-- Start DOCUMENT SECTION --

# SA: RAPID BAY TACTICS DIY



## Stealthfisha (Jul 21, 2009)

Thought id post this up as im trying to revive interest in this location since TV coverage has made the Port Augusta area rather crowded and Rapid Bay has slowly lost interest in Kingfish chasing fisherpersons! 
My thoughts on this location and seeing photos from dive sights and mates etc is that it is still a kingy location around JAN/FEB and Winter months....
Here is a Map of all info I have found that has been backed up by photos and directly talking to blokes that have caught them....hope you too can contribute in your own way with When you went, Method and Tackle.....

Regards!


----------



## Ubolt (Dec 8, 2009)

Feb and March I heard are best times live squid or garfish
Believe the fish hang under the old jetty structure


----------



## Stealthfisha (Jul 21, 2009)

Im hoping a few boys who have tried and or cuaght them from here add some comments on tactics they use as well....but yeah ya right ubolt....the divers ive spoke to say from oct to apr is good...ive heard mid winter also but have not met anyone whos done it in winter yet...


----------



## Minny (Dec 2, 2013)

the best tactics I believe would be death chargers but I don't think
that PIRSA has approved it yet we haven't wiped out enough fish the traditional way...


----------



## Squidley (May 8, 2010)

When I first saw the diver's bubbles there I got really really excited and cast at them a half dozen times before the penny dropped


----------



## Minny (Dec 2, 2013)

hope you had big sinkers on hehe


----------



## OldDood (Nov 6, 2008)

Try using berley bombs (Bread,sand & tuna oil) mixed with black food coloring from Woolworths.
When you chuck it in the water it looks like squid ink.


----------



## Stealthfisha (Jul 21, 2009)

Thats a good one!


----------



## Zilch (Oct 10, 2011)

OldDood said:


> Try using berley bombs (Bread,sand & tuna oil) mixed with black food coloring from Woolworths.
> When you chuck it in the water it looks like squid ink.


Just make sure Zilch doesn't end up wearing half the crap over himself from a poor throw by OldDood, or was it intentional :twisted:
Hmm who has caught heaps of kingies and got a small one that day also ;-)  , doing it by the old fashioned and proven way. 
Many / many years ago my mate and I got either bombed over or at least just to onside by the Australian Navy doing sea to land firing at Beecroft weapons range in NSW. I suspect we were not meant to be camping where we were (this would of been probably 30 years ago, so I am not sure the range was even fenced them days), was a adrenalin rush though and we survived. Paul even caught a small kingie there and I lost a couple and we both also got several Tailor 












OldDood said:


> .......... looks like squid *ink*.


My 2 best mates call me Ink :lol: (reference to surname)

AKFF'ers at Rapid Bay over the years.

-- End DOCUMENT SECTION --
-- Start RAW RECORDS --

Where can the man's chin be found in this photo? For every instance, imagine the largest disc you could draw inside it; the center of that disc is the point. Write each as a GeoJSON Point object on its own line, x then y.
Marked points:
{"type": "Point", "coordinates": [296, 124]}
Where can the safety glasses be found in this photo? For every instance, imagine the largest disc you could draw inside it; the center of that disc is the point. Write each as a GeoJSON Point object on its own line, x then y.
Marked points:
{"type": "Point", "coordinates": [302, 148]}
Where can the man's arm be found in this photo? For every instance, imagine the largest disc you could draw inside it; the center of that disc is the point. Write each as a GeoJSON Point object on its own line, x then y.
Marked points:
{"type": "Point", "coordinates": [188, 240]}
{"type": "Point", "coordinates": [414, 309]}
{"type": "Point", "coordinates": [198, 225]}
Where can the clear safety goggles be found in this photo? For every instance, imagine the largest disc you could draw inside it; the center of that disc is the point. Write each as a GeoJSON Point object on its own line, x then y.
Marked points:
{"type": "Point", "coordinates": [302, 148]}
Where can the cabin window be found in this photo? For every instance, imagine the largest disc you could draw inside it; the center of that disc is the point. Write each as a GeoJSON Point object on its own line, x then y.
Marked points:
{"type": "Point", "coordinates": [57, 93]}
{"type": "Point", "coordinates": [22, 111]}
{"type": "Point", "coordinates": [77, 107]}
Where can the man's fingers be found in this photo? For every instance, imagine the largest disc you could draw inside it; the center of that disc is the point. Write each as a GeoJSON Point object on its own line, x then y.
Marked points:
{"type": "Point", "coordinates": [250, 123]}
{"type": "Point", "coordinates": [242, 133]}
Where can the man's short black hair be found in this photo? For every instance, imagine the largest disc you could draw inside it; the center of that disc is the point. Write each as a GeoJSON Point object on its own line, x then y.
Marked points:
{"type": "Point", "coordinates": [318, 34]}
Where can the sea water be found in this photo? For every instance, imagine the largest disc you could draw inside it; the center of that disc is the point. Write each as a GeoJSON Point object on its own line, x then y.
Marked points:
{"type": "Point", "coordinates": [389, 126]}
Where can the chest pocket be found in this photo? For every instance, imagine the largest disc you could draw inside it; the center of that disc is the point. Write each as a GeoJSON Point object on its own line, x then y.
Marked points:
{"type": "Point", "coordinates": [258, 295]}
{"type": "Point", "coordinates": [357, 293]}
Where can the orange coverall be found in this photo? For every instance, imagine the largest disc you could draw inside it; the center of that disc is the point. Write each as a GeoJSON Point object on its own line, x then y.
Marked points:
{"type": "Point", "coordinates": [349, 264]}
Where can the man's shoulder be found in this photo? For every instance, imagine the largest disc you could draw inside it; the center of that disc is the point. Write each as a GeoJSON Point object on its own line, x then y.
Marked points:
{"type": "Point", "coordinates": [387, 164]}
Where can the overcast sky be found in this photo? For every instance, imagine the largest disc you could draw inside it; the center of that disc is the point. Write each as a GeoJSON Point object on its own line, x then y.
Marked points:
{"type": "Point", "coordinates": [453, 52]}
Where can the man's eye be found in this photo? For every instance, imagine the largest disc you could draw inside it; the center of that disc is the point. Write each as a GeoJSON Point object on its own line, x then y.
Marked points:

-- End RAW RECORDS --

* GIVEN TASK 1 *
Translate this sentence from the Rapid Bay thread into Spanish: "When you chuck it in the water it looks like squid ink."
* GIVEN TASK 2 *
For each statement below, say yes or no according to the Rapid Bay thread, and quote the words that decide it. (a) OldDood suggests berley bombs made from bread, sand and tuna oil. (b) Ubolt believes the fish hang around the boat ramp. (c) The divers Stealthfisha spoke to say October to April is good.
* GIVEN TASK 3 *
Retype the Rapid Bay thread from "## OldDood (Nov" to "a good one!".

* COMPLETE RESPONSE 1 *
Cuando lo lanzas al agua, parece tinta de calamar.

* COMPLETE RESPONSE 2 *
(a) Yes: "Try using berley bombs (Bread,sand & tuna oil)"
(b) No: "Believe the fish hang under the old jetty structure"
(c) Yes: "the divers ive spoke to say from oct to apr is good"

* COMPLETE RESPONSE 3 *
## OldDood (Nov 6, 2008)

Try using berley bombs (Bread,sand & tuna oil) mixed with black food coloring from Woolworths.
When you chuck it in the water it looks like squid ink.


----------



## Stealthfisha (Jul 21, 2009)

Thats a good one!